-- Data supplied follows --
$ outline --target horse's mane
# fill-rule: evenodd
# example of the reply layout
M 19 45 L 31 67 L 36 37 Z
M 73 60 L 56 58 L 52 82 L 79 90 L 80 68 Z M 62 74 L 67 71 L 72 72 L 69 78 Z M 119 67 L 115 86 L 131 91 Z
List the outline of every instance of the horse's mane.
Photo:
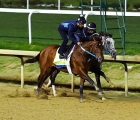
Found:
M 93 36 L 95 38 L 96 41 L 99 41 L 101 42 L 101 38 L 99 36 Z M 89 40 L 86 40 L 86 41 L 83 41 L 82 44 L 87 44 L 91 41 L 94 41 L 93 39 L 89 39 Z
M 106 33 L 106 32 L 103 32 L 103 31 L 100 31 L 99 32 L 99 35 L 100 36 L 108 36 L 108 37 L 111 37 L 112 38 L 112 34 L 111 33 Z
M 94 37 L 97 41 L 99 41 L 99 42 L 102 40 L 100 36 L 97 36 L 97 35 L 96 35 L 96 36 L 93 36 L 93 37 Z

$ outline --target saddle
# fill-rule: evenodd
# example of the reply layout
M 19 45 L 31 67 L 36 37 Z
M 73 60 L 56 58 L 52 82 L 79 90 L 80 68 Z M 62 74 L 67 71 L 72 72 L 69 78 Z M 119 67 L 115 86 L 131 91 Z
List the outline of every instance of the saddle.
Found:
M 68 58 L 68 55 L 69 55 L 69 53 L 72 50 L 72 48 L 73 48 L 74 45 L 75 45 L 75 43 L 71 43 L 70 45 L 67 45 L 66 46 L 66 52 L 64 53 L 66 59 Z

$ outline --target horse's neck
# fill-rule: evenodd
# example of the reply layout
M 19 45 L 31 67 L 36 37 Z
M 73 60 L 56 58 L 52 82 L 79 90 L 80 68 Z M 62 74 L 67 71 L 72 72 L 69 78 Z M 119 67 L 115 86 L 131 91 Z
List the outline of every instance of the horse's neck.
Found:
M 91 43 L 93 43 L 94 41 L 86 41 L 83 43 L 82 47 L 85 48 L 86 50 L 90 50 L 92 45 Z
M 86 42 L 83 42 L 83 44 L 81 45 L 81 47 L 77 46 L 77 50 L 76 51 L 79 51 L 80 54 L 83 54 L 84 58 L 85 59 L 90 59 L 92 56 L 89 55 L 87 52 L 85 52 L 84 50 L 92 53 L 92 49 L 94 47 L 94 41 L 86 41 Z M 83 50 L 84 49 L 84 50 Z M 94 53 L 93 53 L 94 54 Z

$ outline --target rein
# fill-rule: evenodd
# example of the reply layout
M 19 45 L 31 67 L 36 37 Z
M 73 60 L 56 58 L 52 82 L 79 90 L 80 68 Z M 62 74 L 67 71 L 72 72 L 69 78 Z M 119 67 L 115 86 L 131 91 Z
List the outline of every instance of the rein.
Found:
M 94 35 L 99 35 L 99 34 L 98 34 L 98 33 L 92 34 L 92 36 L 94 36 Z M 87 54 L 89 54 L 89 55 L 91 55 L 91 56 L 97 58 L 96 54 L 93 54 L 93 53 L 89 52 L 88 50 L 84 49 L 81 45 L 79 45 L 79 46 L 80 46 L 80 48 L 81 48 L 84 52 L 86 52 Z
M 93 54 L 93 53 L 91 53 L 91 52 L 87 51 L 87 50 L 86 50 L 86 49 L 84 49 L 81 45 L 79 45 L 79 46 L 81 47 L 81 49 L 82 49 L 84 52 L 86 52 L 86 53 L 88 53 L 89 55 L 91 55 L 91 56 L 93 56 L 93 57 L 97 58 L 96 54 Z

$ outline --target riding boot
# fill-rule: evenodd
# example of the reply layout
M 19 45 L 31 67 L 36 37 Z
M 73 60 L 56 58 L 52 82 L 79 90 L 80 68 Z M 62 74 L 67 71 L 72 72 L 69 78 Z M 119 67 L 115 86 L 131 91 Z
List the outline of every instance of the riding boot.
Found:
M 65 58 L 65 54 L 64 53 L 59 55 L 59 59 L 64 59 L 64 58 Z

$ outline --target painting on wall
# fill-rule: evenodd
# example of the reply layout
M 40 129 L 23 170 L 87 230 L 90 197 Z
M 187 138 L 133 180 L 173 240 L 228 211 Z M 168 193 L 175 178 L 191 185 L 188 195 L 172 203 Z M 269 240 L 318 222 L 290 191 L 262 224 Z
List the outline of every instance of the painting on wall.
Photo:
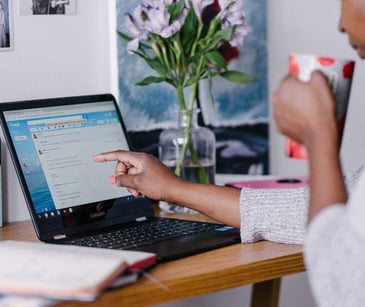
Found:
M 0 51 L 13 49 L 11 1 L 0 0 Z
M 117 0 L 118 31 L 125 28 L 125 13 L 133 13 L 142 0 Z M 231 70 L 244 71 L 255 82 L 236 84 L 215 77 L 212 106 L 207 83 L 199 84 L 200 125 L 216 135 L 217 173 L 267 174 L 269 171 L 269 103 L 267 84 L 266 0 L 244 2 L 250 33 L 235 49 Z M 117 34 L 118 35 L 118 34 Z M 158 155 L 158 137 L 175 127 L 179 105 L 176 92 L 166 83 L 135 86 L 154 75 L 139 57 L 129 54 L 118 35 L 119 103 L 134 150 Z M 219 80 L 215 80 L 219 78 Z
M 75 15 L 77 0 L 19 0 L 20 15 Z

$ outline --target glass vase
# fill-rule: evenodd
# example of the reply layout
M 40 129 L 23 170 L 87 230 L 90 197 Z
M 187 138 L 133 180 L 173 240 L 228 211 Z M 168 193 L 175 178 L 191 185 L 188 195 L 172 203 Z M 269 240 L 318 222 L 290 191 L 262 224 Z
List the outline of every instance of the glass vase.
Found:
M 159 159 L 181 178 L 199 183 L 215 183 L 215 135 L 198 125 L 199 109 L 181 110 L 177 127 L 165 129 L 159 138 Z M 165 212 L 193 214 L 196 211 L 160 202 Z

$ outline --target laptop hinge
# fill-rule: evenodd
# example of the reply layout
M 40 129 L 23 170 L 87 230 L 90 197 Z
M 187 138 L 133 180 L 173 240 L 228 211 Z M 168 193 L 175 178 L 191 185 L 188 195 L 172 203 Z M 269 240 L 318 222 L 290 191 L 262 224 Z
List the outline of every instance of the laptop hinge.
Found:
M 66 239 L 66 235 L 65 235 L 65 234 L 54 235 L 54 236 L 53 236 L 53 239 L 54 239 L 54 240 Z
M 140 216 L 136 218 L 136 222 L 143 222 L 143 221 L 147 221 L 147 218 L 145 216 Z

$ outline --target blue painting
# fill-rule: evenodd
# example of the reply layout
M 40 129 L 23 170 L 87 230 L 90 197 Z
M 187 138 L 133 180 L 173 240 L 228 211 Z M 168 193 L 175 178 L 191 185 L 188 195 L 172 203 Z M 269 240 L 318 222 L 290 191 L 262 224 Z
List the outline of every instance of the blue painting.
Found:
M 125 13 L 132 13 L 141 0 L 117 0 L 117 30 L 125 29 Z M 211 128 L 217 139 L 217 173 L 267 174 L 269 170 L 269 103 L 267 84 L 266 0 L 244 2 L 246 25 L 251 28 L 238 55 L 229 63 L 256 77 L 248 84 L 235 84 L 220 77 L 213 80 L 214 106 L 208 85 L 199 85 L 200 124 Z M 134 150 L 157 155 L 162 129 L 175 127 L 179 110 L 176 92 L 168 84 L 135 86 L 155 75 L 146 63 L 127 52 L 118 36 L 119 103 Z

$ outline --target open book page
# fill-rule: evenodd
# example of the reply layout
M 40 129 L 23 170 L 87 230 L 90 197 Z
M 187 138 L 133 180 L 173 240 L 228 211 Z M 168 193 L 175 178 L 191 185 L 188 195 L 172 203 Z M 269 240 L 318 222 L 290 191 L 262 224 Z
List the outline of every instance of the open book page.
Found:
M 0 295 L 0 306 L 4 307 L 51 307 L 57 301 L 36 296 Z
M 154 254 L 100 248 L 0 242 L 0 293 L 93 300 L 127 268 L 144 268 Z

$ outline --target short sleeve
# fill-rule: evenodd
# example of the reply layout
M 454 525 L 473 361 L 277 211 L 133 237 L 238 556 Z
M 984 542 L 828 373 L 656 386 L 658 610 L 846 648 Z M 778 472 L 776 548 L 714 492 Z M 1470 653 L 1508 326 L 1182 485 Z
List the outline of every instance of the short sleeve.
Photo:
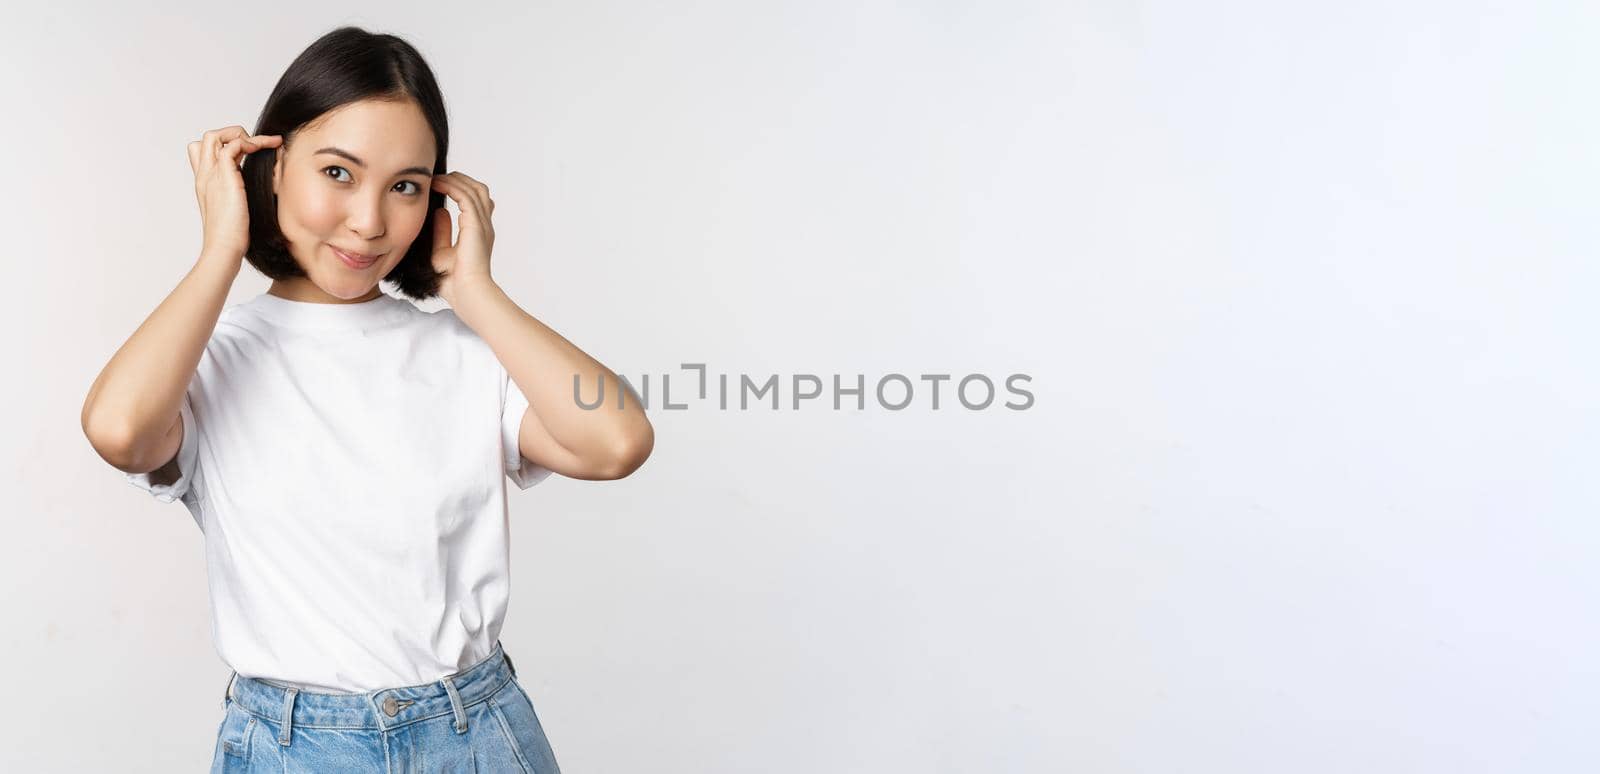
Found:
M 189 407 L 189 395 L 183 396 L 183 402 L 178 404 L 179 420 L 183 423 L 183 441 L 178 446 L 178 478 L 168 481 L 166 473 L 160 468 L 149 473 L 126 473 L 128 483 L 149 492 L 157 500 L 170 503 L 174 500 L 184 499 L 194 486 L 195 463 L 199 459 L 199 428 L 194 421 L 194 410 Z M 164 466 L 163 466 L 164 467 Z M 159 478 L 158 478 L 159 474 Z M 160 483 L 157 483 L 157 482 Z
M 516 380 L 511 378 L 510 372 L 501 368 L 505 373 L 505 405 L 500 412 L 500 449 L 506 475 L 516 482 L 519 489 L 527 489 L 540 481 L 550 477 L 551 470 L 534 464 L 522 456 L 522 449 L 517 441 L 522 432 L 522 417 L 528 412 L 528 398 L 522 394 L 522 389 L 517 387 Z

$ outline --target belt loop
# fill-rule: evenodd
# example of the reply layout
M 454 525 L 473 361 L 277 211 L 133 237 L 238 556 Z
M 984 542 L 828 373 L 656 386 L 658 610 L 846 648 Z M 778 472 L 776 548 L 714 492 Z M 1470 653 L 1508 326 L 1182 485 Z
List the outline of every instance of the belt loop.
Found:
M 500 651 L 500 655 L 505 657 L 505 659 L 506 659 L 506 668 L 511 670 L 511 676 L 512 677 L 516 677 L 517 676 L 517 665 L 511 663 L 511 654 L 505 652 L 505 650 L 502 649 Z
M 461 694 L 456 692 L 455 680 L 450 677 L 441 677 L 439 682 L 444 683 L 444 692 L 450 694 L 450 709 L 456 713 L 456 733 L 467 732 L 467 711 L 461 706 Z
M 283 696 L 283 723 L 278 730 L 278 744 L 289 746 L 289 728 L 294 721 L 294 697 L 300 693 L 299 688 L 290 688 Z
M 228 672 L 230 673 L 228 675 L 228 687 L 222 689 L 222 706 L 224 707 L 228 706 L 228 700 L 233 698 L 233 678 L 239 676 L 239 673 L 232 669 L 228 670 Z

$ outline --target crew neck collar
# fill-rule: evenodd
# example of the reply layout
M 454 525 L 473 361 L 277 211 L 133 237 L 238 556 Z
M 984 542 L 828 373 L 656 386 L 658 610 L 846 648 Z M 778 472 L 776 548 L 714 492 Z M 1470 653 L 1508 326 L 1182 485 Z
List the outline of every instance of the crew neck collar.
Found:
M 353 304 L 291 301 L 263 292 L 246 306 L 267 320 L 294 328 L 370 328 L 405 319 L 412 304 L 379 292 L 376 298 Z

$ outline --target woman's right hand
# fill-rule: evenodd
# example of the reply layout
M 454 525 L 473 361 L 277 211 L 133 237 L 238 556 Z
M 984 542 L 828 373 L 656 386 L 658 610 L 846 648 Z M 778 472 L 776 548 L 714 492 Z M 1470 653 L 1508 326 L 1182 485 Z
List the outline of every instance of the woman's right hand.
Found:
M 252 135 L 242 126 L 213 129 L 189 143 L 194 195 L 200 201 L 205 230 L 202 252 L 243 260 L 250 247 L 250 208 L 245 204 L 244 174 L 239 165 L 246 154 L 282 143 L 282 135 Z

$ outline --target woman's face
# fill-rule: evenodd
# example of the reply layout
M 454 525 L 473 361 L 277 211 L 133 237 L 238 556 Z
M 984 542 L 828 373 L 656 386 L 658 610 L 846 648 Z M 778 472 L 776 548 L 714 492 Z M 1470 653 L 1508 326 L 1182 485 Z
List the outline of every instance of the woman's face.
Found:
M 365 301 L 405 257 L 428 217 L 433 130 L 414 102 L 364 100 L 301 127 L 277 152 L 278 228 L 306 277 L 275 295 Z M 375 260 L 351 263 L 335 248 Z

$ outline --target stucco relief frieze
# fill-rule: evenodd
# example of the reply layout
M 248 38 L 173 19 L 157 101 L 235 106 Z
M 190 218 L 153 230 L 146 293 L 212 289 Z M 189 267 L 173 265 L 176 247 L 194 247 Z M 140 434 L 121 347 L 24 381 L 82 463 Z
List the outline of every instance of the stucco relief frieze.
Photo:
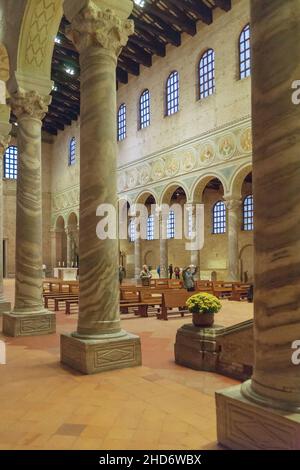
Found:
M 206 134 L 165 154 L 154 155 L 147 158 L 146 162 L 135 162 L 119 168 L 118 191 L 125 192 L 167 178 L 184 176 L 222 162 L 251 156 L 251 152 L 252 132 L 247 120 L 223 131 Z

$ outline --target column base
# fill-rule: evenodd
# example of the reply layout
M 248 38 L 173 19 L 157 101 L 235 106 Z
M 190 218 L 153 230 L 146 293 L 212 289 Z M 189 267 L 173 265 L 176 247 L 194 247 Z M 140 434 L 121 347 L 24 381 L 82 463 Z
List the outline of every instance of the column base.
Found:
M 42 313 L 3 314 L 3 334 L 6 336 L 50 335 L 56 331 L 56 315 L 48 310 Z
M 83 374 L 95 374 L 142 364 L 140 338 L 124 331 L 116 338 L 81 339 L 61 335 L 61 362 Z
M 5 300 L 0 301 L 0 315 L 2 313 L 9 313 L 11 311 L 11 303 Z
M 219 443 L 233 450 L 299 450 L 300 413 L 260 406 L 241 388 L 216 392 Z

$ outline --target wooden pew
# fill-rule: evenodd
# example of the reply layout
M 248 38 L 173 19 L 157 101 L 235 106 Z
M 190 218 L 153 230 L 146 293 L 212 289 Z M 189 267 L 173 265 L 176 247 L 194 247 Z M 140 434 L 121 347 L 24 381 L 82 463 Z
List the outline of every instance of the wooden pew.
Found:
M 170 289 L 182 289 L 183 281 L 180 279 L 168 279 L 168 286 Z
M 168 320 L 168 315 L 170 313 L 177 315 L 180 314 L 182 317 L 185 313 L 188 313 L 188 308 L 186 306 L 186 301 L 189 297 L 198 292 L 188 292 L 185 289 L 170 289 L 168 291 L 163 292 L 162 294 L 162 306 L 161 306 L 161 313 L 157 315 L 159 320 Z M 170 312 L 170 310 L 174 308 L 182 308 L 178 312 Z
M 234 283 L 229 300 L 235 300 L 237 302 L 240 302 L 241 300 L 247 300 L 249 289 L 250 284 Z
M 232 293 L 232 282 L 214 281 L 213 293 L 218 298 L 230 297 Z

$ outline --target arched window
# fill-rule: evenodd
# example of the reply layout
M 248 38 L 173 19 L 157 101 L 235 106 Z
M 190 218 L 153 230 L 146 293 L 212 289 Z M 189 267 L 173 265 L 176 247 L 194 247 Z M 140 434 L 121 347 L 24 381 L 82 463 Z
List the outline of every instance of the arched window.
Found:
-- Data supplied concluded --
§ **What is required**
Copy every line of the data that carries the word "face".

§ **Problem solution**
$ outline --target woman's face
List the outline of every instance of the woman's face.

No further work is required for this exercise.